Exercise goal - Reproduce the data verbatim, from its beginning up to and including the line that contains "Trace every instance of the black hose now.". Omit the pictures from your reply.

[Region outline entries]

▬▬▬

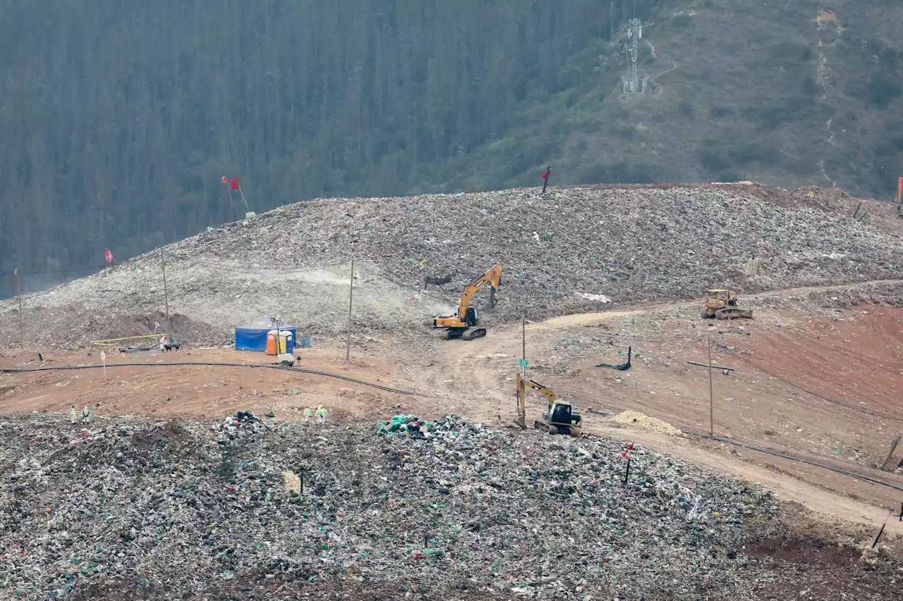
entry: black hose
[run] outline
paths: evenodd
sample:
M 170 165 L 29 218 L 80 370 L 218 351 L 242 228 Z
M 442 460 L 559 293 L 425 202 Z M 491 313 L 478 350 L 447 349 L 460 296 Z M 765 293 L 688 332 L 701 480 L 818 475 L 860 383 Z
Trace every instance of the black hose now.
M 265 364 L 209 363 L 206 361 L 198 361 L 198 362 L 176 361 L 174 363 L 114 363 L 107 366 L 107 367 L 167 367 L 172 365 L 213 365 L 215 367 L 265 367 L 267 369 L 281 369 L 290 372 L 299 372 L 302 374 L 312 374 L 313 375 L 325 375 L 330 378 L 339 378 L 340 380 L 354 382 L 357 384 L 364 384 L 365 386 L 372 386 L 373 388 L 378 388 L 379 390 L 384 390 L 386 393 L 395 393 L 396 394 L 414 393 L 409 390 L 399 390 L 397 388 L 389 388 L 388 386 L 375 384 L 371 382 L 365 382 L 364 380 L 351 378 L 347 375 L 341 375 L 340 374 L 320 372 L 315 369 L 304 369 L 303 367 L 284 367 L 283 365 L 267 365 Z M 0 374 L 25 374 L 28 372 L 51 372 L 54 370 L 63 370 L 63 369 L 100 369 L 100 368 L 103 368 L 103 365 L 60 365 L 52 367 L 24 367 L 24 368 L 0 367 Z
M 768 453 L 768 455 L 779 457 L 784 459 L 790 459 L 791 461 L 799 461 L 800 463 L 805 463 L 810 466 L 815 466 L 816 467 L 824 467 L 824 469 L 830 469 L 831 471 L 836 472 L 842 476 L 849 476 L 851 477 L 858 478 L 860 480 L 864 480 L 870 484 L 877 484 L 882 486 L 887 486 L 889 488 L 893 488 L 894 490 L 903 491 L 903 486 L 898 486 L 896 485 L 888 484 L 887 482 L 881 482 L 880 480 L 876 480 L 875 478 L 869 477 L 868 476 L 861 476 L 861 474 L 848 472 L 846 470 L 841 469 L 840 467 L 833 467 L 832 466 L 828 466 L 824 463 L 818 463 L 817 461 L 811 461 L 809 459 L 804 459 L 802 458 L 794 457 L 792 455 L 786 455 L 784 453 L 778 453 L 777 451 L 770 451 L 767 448 L 760 448 L 759 447 L 753 447 L 752 445 L 743 444 L 742 442 L 737 442 L 736 440 L 731 440 L 731 439 L 722 439 L 720 436 L 709 436 L 708 434 L 700 434 L 698 432 L 687 432 L 687 434 L 692 434 L 693 436 L 696 436 L 701 439 L 708 439 L 709 440 L 726 442 L 727 444 L 734 445 L 735 447 L 742 447 L 743 448 L 749 448 L 750 450 L 759 451 L 759 453 Z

▬▬▬

Reply to the task -
entry: black hose
[run] outline
paths: evenodd
sample:
M 170 165 L 29 218 L 80 370 L 218 351 L 242 228 Z
M 442 460 L 559 293 L 425 202 Z M 491 313 L 478 350 L 447 349 L 460 296 Z M 765 293 L 688 332 L 701 480 L 818 475 L 860 383 Z
Trace every instance of the black hose now.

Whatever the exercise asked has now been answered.